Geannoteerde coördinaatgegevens
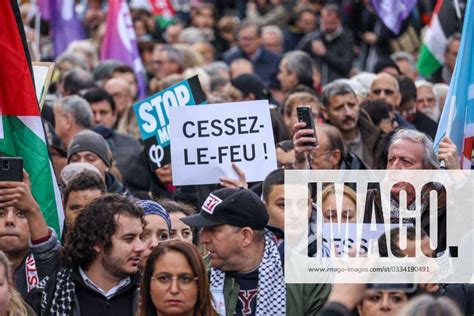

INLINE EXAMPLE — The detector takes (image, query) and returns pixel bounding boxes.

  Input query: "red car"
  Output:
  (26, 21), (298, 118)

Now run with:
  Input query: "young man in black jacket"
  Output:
(27, 194), (145, 316)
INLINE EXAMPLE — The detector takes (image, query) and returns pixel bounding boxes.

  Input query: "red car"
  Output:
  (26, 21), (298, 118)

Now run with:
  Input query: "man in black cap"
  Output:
(181, 188), (286, 315)
(67, 130), (129, 196)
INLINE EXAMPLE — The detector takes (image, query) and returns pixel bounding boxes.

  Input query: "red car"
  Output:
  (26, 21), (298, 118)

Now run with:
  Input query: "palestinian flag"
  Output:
(417, 0), (460, 78)
(0, 0), (64, 236)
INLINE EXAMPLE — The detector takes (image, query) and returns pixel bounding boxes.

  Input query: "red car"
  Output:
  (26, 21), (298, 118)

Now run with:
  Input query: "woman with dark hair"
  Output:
(158, 199), (198, 243)
(139, 240), (218, 316)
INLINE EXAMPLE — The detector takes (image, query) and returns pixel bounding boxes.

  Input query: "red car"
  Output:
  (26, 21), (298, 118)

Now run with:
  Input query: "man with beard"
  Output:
(318, 82), (381, 167)
(27, 194), (144, 315)
(0, 173), (61, 296)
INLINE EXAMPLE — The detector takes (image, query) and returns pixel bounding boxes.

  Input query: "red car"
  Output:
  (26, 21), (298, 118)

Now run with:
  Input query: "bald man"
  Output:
(369, 72), (415, 129)
(104, 78), (133, 120)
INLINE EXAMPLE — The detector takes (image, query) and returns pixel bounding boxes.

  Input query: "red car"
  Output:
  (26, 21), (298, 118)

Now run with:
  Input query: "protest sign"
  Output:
(32, 62), (54, 109)
(321, 223), (398, 257)
(169, 100), (277, 185)
(133, 76), (206, 170)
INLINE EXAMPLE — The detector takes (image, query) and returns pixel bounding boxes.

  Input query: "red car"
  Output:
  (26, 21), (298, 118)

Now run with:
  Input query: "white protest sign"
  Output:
(322, 223), (397, 257)
(169, 100), (277, 185)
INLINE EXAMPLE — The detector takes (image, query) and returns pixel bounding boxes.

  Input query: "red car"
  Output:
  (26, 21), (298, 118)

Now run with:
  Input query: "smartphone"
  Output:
(0, 157), (23, 182)
(296, 106), (318, 147)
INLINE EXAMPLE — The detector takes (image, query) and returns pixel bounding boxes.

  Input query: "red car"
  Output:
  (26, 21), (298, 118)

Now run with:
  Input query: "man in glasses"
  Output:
(27, 194), (145, 316)
(312, 82), (381, 169)
(181, 188), (286, 315)
(294, 123), (367, 170)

Gestelde opgave: Wijzig in de hele lijst overal "protest sign" in "protest banner" en schrijf alle regels verder ongewijzigd opnieuw uit. Laat de afbeeldingen weg uit je antwoord.

Uitgewerkte oplossing:
INLINE EXAMPLE — The detector takes (image, query) and returns pixel bounding boxes.

  Input query: "red car"
  Output:
  (26, 21), (298, 118)

Now run with:
  Input query: "young man in black jacket"
  Output:
(27, 194), (145, 316)
INLINE EXAMPLE — The detector takes (image, query) and returns pixel bounding boxes.

  Input query: "red car"
  Output:
  (26, 21), (298, 118)

Now run with:
  Input query: "man in black cap"
  Output:
(181, 188), (286, 315)
(67, 130), (129, 196)
INLINE EXAMPLE — The detector takes (image, query) and returns pixel bounding boxes.

  Input query: "red car"
  Output:
  (26, 21), (298, 118)

Now run with:
  Input query: "palestinian flag"
  Output:
(417, 0), (460, 78)
(0, 0), (64, 236)
INLINE EXAMPLE — The detector takes (image, query) and returns pixel bounding boxes.

  Input query: "red car"
  Output:
  (26, 21), (298, 118)

Now run with:
  Input query: "woman with dark hair"
  Output:
(158, 199), (198, 243)
(139, 240), (218, 316)
INLINE EXAMPLE — The detector takes (image, query) and returns pixel bounding boxes.

  Input query: "red car"
  Output:
  (26, 21), (298, 118)

Now run with:
  Input query: "man with beard"
  Output:
(318, 82), (381, 167)
(27, 194), (144, 315)
(0, 173), (61, 296)
INLINE EXAMPLE — The detector takes (image, query) and returns pixel bounding boxes.

  Input query: "red car"
  Output:
  (26, 21), (298, 118)

Now run with:
  Input query: "bald man"
  Output:
(369, 72), (415, 129)
(104, 78), (133, 120)
INLINE EXAMPLE — The detector takes (image, query) and returns pixel bounding boxes.

  Input query: "red car"
  Output:
  (26, 21), (298, 118)

Now run with:
  Input query: "protest banner"
  Output:
(32, 62), (54, 109)
(321, 223), (398, 257)
(169, 100), (277, 185)
(133, 76), (206, 170)
INLINE EXAMPLE — The detector takes (image, query) and returns pixel bounding boxes.

  Input query: "red car"
  Output:
  (26, 21), (298, 118)

Now run with:
  Input query: "white protest banner"
  Output:
(322, 223), (397, 257)
(169, 100), (277, 185)
INLINE EXAMPLE — The detector takes (image, query) and returns pixel bounding boxes.

  Input query: "red car"
  Output:
  (26, 21), (298, 118)

Now run with:
  Input query: "smartphone"
  Output:
(0, 157), (23, 182)
(296, 106), (318, 147)
INLINE EXAMPLE — The detector takes (image, query) and returns pixel bounding boxes.

  Input query: "red car"
  Output:
  (26, 21), (298, 118)

Now run with:
  Input query: "man in glasses"
  Output:
(27, 194), (145, 316)
(312, 82), (381, 169)
(181, 188), (286, 315)
(294, 123), (367, 170)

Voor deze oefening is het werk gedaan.